Available data ->
******************************

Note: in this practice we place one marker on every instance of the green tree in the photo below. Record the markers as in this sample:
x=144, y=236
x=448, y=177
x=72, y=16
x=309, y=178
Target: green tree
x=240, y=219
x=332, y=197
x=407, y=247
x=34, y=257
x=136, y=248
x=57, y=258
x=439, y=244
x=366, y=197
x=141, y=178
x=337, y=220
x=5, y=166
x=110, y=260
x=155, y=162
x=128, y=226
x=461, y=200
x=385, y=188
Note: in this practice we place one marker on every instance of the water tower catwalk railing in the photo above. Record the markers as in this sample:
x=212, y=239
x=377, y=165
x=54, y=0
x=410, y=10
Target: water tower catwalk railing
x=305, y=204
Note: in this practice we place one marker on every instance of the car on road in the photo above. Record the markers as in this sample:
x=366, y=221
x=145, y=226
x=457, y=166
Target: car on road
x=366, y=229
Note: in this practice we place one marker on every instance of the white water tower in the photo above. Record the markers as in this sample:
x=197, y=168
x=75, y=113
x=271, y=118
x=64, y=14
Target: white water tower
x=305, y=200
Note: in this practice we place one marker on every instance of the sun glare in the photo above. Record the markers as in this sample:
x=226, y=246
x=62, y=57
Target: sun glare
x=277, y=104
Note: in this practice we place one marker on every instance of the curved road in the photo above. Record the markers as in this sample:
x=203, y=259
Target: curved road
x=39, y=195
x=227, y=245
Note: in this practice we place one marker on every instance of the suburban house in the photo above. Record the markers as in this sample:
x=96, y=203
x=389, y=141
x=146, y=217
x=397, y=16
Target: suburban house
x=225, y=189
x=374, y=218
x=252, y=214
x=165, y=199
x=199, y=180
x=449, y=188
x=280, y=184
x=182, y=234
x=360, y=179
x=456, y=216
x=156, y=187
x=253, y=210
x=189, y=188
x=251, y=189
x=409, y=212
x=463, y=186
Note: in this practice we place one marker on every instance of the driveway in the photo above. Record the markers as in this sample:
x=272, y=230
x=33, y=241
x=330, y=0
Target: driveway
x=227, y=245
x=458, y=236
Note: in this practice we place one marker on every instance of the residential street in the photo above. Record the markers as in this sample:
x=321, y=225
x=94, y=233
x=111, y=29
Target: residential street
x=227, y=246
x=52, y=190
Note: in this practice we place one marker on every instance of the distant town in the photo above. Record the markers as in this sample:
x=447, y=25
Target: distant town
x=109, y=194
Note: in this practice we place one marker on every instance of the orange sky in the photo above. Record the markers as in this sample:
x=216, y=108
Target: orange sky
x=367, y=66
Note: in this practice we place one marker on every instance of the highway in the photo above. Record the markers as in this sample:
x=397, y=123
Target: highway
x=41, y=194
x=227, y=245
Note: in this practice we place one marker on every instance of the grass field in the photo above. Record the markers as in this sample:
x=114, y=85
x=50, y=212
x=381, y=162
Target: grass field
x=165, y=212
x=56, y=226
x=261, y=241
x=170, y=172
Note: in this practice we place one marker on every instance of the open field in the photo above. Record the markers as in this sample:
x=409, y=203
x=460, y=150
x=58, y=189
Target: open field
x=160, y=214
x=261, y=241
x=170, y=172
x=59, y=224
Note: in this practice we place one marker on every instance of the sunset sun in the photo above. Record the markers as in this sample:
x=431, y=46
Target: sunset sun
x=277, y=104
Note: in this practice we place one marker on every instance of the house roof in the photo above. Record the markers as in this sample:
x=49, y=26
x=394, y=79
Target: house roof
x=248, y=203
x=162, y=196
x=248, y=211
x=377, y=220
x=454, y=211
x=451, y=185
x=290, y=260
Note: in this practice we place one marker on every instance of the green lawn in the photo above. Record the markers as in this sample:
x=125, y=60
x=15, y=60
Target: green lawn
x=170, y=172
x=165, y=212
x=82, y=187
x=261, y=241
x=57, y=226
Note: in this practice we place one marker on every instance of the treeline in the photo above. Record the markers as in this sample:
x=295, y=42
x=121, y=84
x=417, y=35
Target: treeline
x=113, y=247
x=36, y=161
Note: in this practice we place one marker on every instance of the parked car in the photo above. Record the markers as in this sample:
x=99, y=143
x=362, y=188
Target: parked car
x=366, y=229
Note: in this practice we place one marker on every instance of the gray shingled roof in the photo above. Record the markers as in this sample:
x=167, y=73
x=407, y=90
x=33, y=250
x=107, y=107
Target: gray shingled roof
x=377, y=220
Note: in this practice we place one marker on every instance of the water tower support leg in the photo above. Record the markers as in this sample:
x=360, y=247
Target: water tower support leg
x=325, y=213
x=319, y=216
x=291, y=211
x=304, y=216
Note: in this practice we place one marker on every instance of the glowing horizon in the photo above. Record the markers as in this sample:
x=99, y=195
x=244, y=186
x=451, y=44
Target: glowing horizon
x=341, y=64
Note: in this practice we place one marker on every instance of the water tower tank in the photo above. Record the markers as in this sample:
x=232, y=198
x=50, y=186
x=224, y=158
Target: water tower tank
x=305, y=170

******************************

Assignment ->
Retype all of the entries precisely as they are.

Solution ->
Note: in this practice we place one marker on every instance of the green tree in the photo below. Record the markers as in this sample:
x=144, y=236
x=448, y=177
x=72, y=16
x=309, y=178
Target: green tree
x=240, y=219
x=332, y=197
x=407, y=247
x=34, y=257
x=136, y=248
x=57, y=258
x=439, y=244
x=366, y=197
x=141, y=178
x=337, y=220
x=5, y=166
x=110, y=260
x=155, y=162
x=128, y=226
x=461, y=200
x=385, y=188
Note: in this practice we place one marker on every instance of the water tower catwalk railing in the photo above. Record the markers as in this sample:
x=212, y=239
x=377, y=165
x=54, y=0
x=410, y=10
Target: water tower catwalk railing
x=305, y=204
Note: in this practice we place one marker on every instance of the car on road in the photo above. Record the markers as in this sample:
x=366, y=221
x=145, y=226
x=457, y=166
Target: car on road
x=366, y=229
Note: in this practice we place one marker on every instance of the white water tower in the photo above. Record the markers as in this sample:
x=197, y=168
x=75, y=113
x=271, y=118
x=64, y=14
Target: white water tower
x=305, y=200
Note: in this practice we place one marker on every instance of the sun glare in the photo above. Record the markers as in this sample:
x=226, y=246
x=62, y=57
Target: sun glare
x=277, y=104
Note: in this practice we place one marker on every instance of the curved road in the photo above. Record the markers as in this sample:
x=203, y=259
Target: curved road
x=39, y=195
x=227, y=245
Note: in this practice we place one marker on every instance of the suburban house in the photo above. Record the markers as in this sample:
x=96, y=203
x=389, y=141
x=146, y=217
x=397, y=16
Target: suburban house
x=225, y=189
x=374, y=218
x=252, y=214
x=165, y=199
x=199, y=180
x=449, y=188
x=280, y=184
x=182, y=234
x=360, y=179
x=456, y=216
x=156, y=187
x=253, y=210
x=189, y=188
x=251, y=189
x=409, y=212
x=463, y=186
Note: in this practice we place one marker on every instance of the driveway in the photo above. Record the markers as in this sample:
x=272, y=230
x=33, y=241
x=330, y=0
Target: driveway
x=227, y=245
x=458, y=236
Note: in this practice we place one marker on every instance of the residential street in the photo above. Record the markers as in this sample:
x=321, y=225
x=94, y=233
x=111, y=29
Target: residential street
x=227, y=246
x=52, y=190
Note: in this practice we place one marker on every instance of the distant town in the photo above. Record the markers as in this sample:
x=447, y=25
Target: distant town
x=109, y=194
Note: in this practice we place one marker on every instance of the orange sky in the photo above. Record the markers as in this sample:
x=216, y=108
Target: orange sky
x=367, y=66
Note: in this practice we place one marker on every instance of the highway in the photo above. Record the markers as in this sample:
x=397, y=123
Target: highway
x=41, y=194
x=227, y=245
Note: in this practice we place one marker on every instance of the grass field in the photo above. Record the markers as in this sample:
x=114, y=85
x=50, y=212
x=381, y=162
Target: grass field
x=165, y=212
x=56, y=226
x=261, y=241
x=170, y=172
Note: in this practice we place one marker on every instance of the open field in the photo above. Record the markers as in this sample:
x=409, y=203
x=460, y=150
x=58, y=189
Target: open field
x=160, y=214
x=261, y=241
x=170, y=172
x=59, y=224
Note: in this practice we place one marker on every instance of the sunset sun in the photo above. Record the markers as in this sample:
x=431, y=46
Target: sunset sun
x=277, y=104
Note: in this practice we place one marker on every instance of the house roof in the photo above. Record the markers as in this sample:
x=49, y=26
x=394, y=79
Target: house roof
x=248, y=203
x=162, y=196
x=248, y=211
x=377, y=220
x=454, y=211
x=451, y=185
x=290, y=260
Note: in this practice we place one marker on every instance of the green lawn in the photo above. Record the markers as in this sample:
x=125, y=60
x=15, y=60
Target: green lawn
x=170, y=172
x=165, y=212
x=82, y=187
x=261, y=241
x=57, y=226
Note: in this practice we place one marker on every instance of the treeline in the photo above. Record the markers as in this sample:
x=295, y=42
x=121, y=84
x=417, y=35
Target: treeline
x=113, y=247
x=36, y=161
Note: in this practice we place one marker on every instance of the parked car in the photo above. Record the markers as in this sample:
x=99, y=143
x=362, y=188
Target: parked car
x=366, y=229
Note: in this practice we place one marker on every instance of the gray shingled roof in the photo above. Record the markers as in this sample:
x=167, y=73
x=407, y=90
x=33, y=250
x=107, y=107
Target: gray shingled roof
x=377, y=220
Note: in this practice we place one marker on every instance of the water tower support leg in the photo above. Record the markers as in this sample:
x=360, y=247
Target: water tower support leg
x=325, y=213
x=319, y=216
x=291, y=211
x=304, y=216
Note: in this practice we place one marker on every instance of the glowing horizon in the photo above. Record the markers as in this sample:
x=99, y=195
x=244, y=186
x=451, y=44
Target: glowing horizon
x=341, y=64
Note: in this practice we place one marker on every instance of the water tower tank in the photo above. Record the markers as in this sample:
x=232, y=198
x=50, y=186
x=224, y=158
Target: water tower tank
x=305, y=170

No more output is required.